DOCUMENT =
━━━━━━━━
Peut-être aussi parce que le plus
important pour lui et sa famille est de
retrouver un foyer et qu’il se sent plus
en sécurité. Personne, d’ailleurs, ne
nous parlera des premières
manifestations (plus tardives à Alep que
dans le reste du pays) ni n’acceptera de
parler des questions politiques, à
l’exception d’un commerçant, Hamad, qui
assure qu’« il y a besoin de réformes,
c’est sûr, mais avec le président Bachar
» . Safouane préfère dire : «
Maintenant, on vit tranquillement, mais
on ne sait pas quand le snipper va tirer
ou à quel moment une de leurs roquettes
artisanales va tomber. »
Mustafa Allouache
n’est pas plus disert que les autres sur
la situation. Originaire de al Bab, près
de l’aéroport, il n’a dû sa survie qu’à
la chance. « Un matin, nous nous sommes
réveillés, et tout avait changé. Des
check-points avaient été installés,
tenus par des barbus. Ils avaient
également placé des engins piégés au
bord des routes. Mon frère a été tué,
mes cinq sœurs emmenées par Daech.
━━━━━━━━
CONSIGNES =
[a] Recopiez mot pour mot le passage du document qui va de "Mustafa Allouache" à "emmenées par Daech.", ces deux bornes comprises.
[b] D'après le document, de quelle localité Mustafa Allouache est-il originaire ?
━━━━━━━━
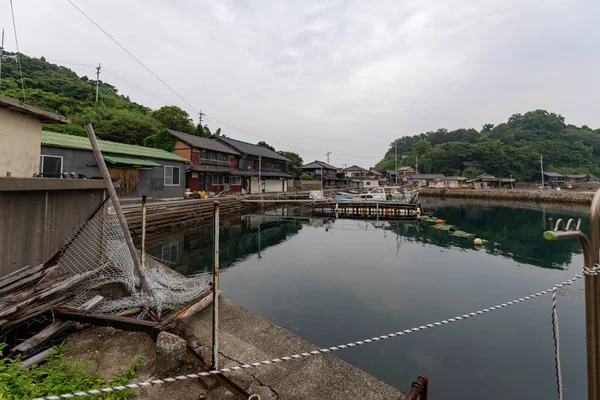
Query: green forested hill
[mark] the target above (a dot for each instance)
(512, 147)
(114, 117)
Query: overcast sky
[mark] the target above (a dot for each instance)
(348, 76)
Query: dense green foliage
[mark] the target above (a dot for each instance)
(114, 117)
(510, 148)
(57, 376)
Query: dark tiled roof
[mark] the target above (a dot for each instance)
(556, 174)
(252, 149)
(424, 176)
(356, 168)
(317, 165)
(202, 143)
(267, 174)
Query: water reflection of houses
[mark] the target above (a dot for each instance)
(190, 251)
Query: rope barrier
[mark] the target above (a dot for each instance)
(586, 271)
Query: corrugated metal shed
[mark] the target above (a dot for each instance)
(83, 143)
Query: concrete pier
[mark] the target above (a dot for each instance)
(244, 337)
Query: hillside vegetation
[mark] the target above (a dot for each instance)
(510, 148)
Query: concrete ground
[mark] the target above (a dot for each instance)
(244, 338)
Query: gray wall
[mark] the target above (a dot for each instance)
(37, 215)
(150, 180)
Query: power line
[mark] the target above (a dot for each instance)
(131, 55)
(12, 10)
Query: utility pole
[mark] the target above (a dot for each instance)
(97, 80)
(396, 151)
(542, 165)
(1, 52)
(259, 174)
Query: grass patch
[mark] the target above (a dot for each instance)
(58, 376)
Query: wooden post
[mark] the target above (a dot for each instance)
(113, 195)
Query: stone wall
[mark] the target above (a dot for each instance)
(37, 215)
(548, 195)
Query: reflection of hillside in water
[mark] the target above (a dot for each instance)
━━━━━━━━
CORRIGÉ COMPLET =
[a]
Mustafa Allouache
n’est pas plus disert que les autres sur
la situation. Originaire de al Bab, près
de l’aéroport, il n’a dû sa survie qu’à
la chance. « Un matin, nous nous sommes
réveillés, et tout avait changé. Des
check-points avaient été installés,
tenus par des barbus. Ils avaient
également placé des engins piégés au
bord des routes. Mon frère a été tué,
mes cinq sœurs emmenées par Daech.

[b] De al Bab, près de l'aéroport.